━━━━━ Input rows ━━━━━
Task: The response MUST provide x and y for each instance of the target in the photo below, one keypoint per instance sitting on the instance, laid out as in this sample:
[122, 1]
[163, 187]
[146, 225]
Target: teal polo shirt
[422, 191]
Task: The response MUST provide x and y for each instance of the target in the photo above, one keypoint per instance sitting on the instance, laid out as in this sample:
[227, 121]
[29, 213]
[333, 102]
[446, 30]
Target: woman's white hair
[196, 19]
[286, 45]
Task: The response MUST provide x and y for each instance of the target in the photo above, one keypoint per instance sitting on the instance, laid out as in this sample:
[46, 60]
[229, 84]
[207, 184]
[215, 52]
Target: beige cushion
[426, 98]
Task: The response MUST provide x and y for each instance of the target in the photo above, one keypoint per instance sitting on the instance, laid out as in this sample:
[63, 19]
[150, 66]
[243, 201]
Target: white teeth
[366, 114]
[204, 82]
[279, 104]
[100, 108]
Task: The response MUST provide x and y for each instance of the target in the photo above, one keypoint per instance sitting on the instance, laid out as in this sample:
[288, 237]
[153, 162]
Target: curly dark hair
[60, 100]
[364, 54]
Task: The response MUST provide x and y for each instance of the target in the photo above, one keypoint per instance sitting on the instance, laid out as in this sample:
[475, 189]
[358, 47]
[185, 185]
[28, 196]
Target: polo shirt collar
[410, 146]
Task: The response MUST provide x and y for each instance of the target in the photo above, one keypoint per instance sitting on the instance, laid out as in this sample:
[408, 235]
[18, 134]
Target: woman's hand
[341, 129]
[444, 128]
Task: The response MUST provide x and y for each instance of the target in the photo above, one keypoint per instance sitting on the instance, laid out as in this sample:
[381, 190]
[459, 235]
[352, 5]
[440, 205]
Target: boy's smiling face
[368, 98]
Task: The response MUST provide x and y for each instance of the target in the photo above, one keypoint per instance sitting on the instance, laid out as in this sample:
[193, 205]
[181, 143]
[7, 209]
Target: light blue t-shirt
━━━━━
Stated goal
Write down all the entries again without a single difference.

Exercise output
Task: The response MUST provide x and y for each instance of the target in the photo below, one keypoint per instance sitting on the instance, laid out as in this sample:
[122, 1]
[163, 187]
[146, 225]
Target: teal polo shirt
[422, 191]
Task: The response MUST provide x and y for each instance of the target in the photo above, one keypoint per instance sitting on the instance, laid out as in this sample:
[227, 121]
[29, 213]
[333, 102]
[446, 30]
Target: woman's white hair
[196, 19]
[286, 45]
Task: The response MUST provide x and y for each instance of the target in the photo above, one keypoint per instance sitting on the instance, laid out as in this sample:
[46, 60]
[229, 84]
[207, 184]
[215, 52]
Target: beige cushion
[426, 98]
Task: The response MUST provide x and y for each instance of the target in the photo above, one keypoint per instance sitting on the instance, laid out as in this sample:
[63, 19]
[150, 66]
[243, 201]
Target: white teeth
[366, 114]
[204, 82]
[279, 104]
[100, 108]
Task: The response MUST provide x and y for each instance of the target in the photo above, one keypoint per instance sitting on the instance, laid out as in this sample:
[288, 237]
[153, 162]
Target: curly dark hair
[60, 100]
[364, 54]
Task: The response MUST provide x and y for each instance of the target in the photo above, one keypoint per instance sitting on the instance, laid out as in this sample:
[475, 189]
[358, 47]
[185, 185]
[28, 196]
Target: polo shirt collar
[410, 146]
Task: The response MUST provide x and y for each instance of the target in the photo above, one keypoint per instance sitting on the instance, laid out as in this sample:
[408, 235]
[18, 134]
Target: woman's hand
[341, 129]
[444, 128]
Task: The response MUST provide x and y for each instance of the target in the photo above, one keypoint per instance sitting on the instance, laid out as in this sample:
[381, 190]
[459, 235]
[352, 5]
[440, 205]
Target: boy's smiling face
[368, 98]
Task: The response MUST provide x and y for each instance of the target in the photo above, one keypoint per instance sitting on the instance, laid out as in this sample:
[193, 205]
[181, 143]
[7, 209]
Target: light blue t-shirt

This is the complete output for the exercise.